** Supplied passage follows **

Molecular Imaging Using Magnetic Resonance

Molecular imaging has been a dream of biomedical imaging scientists for decades, and governments and industries have invested billions in this area. However, most existing molecular imaging techniques have to inject molecular probes and molecular reporters into a subject in order to obtain molecule-specific information from it, thereby limiting their practical utility. Magnetic resonance spectroscopic imaging (MRSI) has long been recognized as a potential powerful tool for non-invasive, label-free molecular imaging. However, clinical and research applications of MRSI have been developing very slowly due to several long-standing technical barriers, including long data acquisition time, poor spatial resolution, low signal-to-noise (SNR), and overwhelming nuisance signals (especially for 1H-MRSI). In order for MRSI to become a routine diagnostic and research tool for molecular imaging, accurate, spatially-resolved spectral information must be obtained reproducibly in a time acceptable to patients. Current MRSI methods, after more than three decades of research efforts and progress, still fall far short of providing this desired technical capability.

The primary objective of the proposed project is to devote a concentrated effort to bring a new MRSI technology into being by leveraging recent breakthroughs in this area. This technology, resulting from many years of research efforts, is based on a new approach to MRSI, which contains several key innovative features, including ultra-short TE acquisitions, sparse sampling of (k, t)-space, constrained image reconstruction, and statistical spectral quantification using spectral basis from quantum simulation. Preliminary results have shown an exciting potential of this technology to achieve an unprecedented combination of resolution, speed, and SNR for MRSI. This technology, when fully developed, can transform noninvasive, label-free molecular imaging.

** End of Supplied passage **
** Information shown follows **

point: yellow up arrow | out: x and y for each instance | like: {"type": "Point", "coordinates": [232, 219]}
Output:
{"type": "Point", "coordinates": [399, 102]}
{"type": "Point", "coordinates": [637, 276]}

** End of Information shown **

- What to do:
1. List the technical barriers that the molecular imaging page names as having slowed the clinical and research applications of MRSI.
2. State whether each statement agrees with the molecular imaging page, answering yes or no and quoting the words of the page that decide it.
(a) MRSI methods have been the subject of more than thirty years of research.
(b) Most existing molecular imaging techniques obtain molecule-specific information without injecting anything into the subject.
(c) The new MRSI approach relies on dense sampling of (k, t)-space.
3. Print the portion of the molecular imaging page from "The primary objective" up to and including "noninvasive, label-free molecular imaging.".

- Answers by item:
1.
- Long data acquisition time
- Poor spatial resolution
- Low signal-to-noise (SNR)
- Overwhelming nuisance signals (especially for 1H-MRSI)

2.
(a) Yes: "Current MRSI methods, after more than three decades of research efforts and progress, still fall far short of providing this desired technical capability."
(b) No: "most existing molecular imaging techniques have to inject molecular probes and molecular reporters into a subject in order to obtain molecule-specific information from it"
(c) No: "sparse sampling of (k, t)-space"

3.
The primary objective of the proposed project is to devote a concentrated effort to bring a new MRSI technology into being by leveraging recent breakthroughs in this area. This technology, resulting from many years of research efforts, is based on a new approach to MRSI, which contains several key innovative features, including ultra-short TE acquisitions, sparse sampling of (k, t)-space, constrained image reconstruction, and statistical spectral quantification using spectral basis from quantum simulation. Preliminary results have shown an exciting potential of this technology to achieve an unprecedented combination of resolution, speed, and SNR for MRSI. This technology, when fully developed, can transform noninvasive, label-free molecular imaging.